WRITTEN TASK 1:
According to the smallholder agriculture text below, what share of the world's poor population lives in rural areas?
WRITTEN TASK 2:
Using the smallholder agriculture text below, explain in one to three sentences why agricultural practices need to be transformed.
WRITTEN TASK 3:
Write the next paragraph of the smallholder agriculture text below, picking up after its final sentence.

Small holder Agriculture 

Agriculture forms the basis of rural economy throughout the world. About 70% of world’s poor population live in rural areas with farming as their main source of livelihood. 

According to the World Development Report, agriculture continues to be fundamental for sustainable development and reduction of poverty. The improvement in productivity, profitability and sustainability of smallholder farming is the way ahead. Though globally more than 500 million farmers support the 2 billion people, these farmers have never been a focus with policy makers. Trade liberalization has prevented information and technology transfer to farmers. Small farms can contribute to protecting ecosystems and mitigating risks due to climate changes. 

Today, $400 billion is lost in productivity every year due to degradation of 52%vof agriculture land and due to further degradation, this could reduce global productivity by 12%, thereby increasing the food prices by 30% over the next few years.

There is a need to transform the agricultural practices not only to reduce the climate impact but also become resilient and make a transition towards nature positive and equitable food systems.

Items stored from a collection:
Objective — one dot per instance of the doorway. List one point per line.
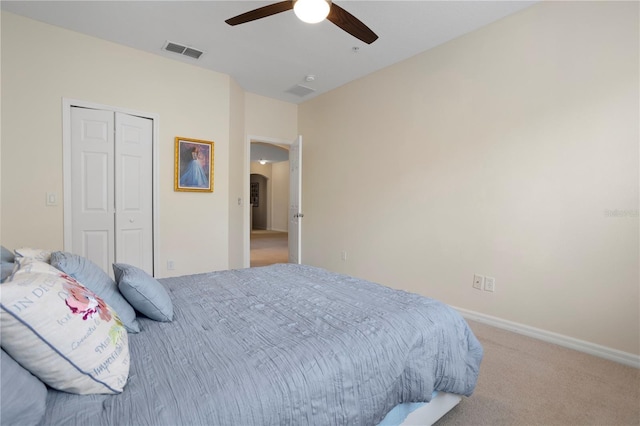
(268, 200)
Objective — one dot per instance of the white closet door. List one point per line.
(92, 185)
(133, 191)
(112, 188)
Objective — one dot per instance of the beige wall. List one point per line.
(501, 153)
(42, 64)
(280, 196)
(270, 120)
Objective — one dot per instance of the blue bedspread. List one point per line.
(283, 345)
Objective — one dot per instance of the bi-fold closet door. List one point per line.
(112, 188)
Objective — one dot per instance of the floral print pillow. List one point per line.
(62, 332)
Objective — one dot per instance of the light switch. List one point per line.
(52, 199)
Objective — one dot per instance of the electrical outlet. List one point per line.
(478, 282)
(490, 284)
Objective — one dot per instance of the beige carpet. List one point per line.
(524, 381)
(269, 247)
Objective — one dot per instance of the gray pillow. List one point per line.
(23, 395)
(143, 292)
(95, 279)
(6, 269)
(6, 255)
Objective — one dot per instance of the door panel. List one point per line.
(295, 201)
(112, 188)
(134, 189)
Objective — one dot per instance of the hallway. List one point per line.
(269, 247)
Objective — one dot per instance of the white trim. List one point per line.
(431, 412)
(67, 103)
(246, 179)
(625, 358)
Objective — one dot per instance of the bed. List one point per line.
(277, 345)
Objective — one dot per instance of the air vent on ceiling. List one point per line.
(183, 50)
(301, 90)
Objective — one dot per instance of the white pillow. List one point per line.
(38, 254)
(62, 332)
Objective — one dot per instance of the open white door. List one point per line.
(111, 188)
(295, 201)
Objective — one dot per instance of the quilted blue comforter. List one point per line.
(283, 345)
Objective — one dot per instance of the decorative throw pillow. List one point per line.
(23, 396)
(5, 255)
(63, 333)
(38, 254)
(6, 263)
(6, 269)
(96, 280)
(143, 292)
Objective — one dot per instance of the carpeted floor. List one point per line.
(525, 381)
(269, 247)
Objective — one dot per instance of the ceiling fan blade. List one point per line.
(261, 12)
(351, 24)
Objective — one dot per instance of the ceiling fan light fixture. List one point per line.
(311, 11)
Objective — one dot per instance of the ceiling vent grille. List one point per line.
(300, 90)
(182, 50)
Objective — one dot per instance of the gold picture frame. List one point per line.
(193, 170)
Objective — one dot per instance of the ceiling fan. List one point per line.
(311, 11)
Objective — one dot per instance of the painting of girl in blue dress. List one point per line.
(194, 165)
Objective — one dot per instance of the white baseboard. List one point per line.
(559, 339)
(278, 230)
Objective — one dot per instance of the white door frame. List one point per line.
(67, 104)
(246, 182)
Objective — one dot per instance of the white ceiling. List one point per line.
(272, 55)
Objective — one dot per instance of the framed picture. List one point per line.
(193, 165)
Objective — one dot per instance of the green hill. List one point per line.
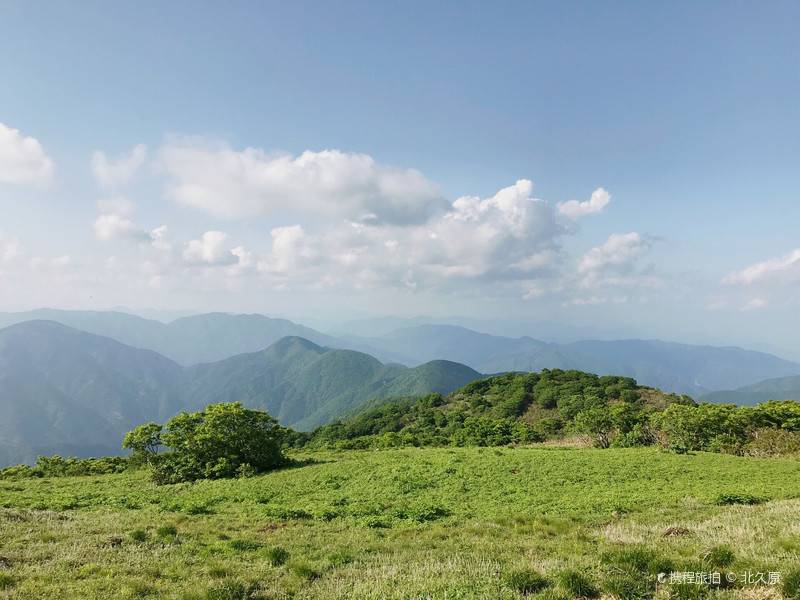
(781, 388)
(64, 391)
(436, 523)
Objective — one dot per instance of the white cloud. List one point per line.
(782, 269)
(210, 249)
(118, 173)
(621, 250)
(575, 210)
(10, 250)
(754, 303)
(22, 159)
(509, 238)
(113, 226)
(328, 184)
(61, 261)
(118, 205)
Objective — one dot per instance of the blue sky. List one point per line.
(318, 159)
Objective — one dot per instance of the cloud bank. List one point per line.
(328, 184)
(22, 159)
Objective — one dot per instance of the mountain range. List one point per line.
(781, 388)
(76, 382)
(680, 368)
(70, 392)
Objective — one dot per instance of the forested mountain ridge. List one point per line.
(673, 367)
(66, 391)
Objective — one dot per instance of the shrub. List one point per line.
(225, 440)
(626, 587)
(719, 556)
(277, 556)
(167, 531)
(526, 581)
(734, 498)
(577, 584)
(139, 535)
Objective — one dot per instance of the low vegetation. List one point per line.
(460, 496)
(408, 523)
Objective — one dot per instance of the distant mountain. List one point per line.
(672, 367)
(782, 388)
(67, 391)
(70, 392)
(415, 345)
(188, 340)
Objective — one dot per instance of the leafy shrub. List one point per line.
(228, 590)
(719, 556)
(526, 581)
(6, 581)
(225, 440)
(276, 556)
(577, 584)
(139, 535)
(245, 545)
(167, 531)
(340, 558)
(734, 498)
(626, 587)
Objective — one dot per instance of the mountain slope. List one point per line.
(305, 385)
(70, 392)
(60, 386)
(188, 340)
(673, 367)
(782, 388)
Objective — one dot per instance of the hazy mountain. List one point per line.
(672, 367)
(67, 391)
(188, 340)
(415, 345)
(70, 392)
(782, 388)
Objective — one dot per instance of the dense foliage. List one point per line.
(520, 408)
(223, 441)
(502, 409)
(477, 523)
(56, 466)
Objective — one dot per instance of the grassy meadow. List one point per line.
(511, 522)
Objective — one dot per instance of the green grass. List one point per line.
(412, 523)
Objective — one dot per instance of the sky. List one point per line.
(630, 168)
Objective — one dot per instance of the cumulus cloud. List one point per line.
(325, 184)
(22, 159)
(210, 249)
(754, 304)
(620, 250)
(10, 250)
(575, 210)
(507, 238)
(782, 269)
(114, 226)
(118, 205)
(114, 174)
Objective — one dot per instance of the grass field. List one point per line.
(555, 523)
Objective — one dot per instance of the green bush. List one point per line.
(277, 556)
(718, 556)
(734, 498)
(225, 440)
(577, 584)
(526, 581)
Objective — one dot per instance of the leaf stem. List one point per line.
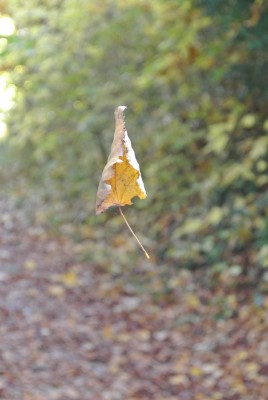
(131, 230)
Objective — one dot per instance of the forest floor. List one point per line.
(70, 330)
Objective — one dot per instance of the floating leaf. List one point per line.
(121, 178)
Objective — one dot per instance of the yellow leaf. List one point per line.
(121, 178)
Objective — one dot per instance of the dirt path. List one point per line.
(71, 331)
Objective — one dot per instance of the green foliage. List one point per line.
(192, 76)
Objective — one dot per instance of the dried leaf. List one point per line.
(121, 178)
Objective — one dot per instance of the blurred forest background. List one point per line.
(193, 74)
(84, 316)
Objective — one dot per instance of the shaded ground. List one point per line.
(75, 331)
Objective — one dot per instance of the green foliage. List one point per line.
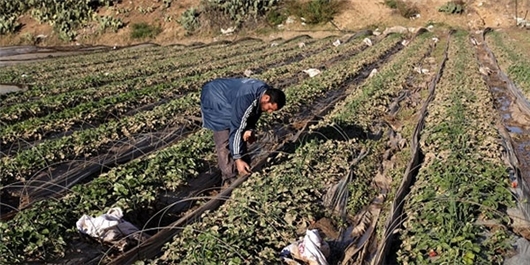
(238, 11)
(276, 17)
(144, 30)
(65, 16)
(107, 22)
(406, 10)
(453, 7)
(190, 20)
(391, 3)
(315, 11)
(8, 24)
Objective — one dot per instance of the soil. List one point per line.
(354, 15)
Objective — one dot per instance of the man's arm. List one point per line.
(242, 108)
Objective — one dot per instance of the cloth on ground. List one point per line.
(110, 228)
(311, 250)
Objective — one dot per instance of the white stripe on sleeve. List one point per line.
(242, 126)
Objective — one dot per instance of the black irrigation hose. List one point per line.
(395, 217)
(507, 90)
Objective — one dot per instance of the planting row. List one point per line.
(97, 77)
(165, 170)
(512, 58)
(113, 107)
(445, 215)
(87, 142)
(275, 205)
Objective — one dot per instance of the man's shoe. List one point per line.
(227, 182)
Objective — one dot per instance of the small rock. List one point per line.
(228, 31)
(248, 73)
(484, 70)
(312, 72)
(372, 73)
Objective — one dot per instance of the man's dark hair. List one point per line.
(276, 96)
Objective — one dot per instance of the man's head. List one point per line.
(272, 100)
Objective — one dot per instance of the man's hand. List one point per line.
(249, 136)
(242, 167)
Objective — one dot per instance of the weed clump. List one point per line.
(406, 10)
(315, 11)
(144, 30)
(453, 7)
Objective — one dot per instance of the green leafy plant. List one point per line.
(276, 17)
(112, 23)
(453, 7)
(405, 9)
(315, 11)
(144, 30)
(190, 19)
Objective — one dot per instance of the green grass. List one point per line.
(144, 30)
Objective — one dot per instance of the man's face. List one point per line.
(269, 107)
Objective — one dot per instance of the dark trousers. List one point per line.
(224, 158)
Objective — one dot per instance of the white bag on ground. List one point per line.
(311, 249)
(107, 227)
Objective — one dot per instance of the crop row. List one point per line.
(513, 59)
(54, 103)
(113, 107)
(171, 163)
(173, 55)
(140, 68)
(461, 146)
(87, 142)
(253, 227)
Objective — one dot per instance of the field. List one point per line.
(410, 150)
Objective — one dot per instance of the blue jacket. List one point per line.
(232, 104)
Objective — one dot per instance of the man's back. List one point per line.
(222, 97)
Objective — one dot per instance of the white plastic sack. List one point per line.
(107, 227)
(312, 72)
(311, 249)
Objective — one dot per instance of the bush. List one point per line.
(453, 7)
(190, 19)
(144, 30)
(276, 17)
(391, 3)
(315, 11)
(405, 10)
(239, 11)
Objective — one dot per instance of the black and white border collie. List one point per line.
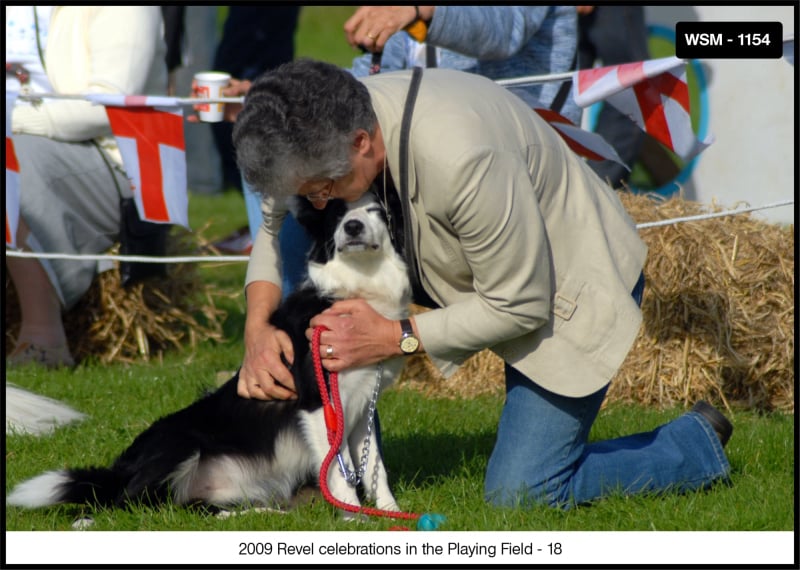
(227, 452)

TASK RESPONSE 1:
About 70%, with farming as their main source of livelihood.

TASK RESPONSE 2:
Agricultural practices must change to reduce their climate impact. They must also become resilient and shift toward nature-positive and equitable food systems.

TASK RESPONSE 3:
The potential of smallholder farmers to sustainable agriculture

  • Integrated pest management, minimum tillage farming, drip irrigation could increase farmer productivity and protect the  environment. 
  • Availability of input resources like seeds, fertilizers, pesticides, water and other infrastructure 
  • Incentivization to farmers to adopt sustainable practices. 

Erratic weather patterns, shifting temperatures, floods and drought makes farming unpredictable. The increased crop failures have put food systems at risk. Without investment in resilience of small farms to climate change, there will be more crisis in the future. 

Impact of Climate changes 

Smallholder farmers are vulnerable to climate change because they depend on rain-fed agriculture, lack access to technology and finance and need help in following climate resilient agriculture.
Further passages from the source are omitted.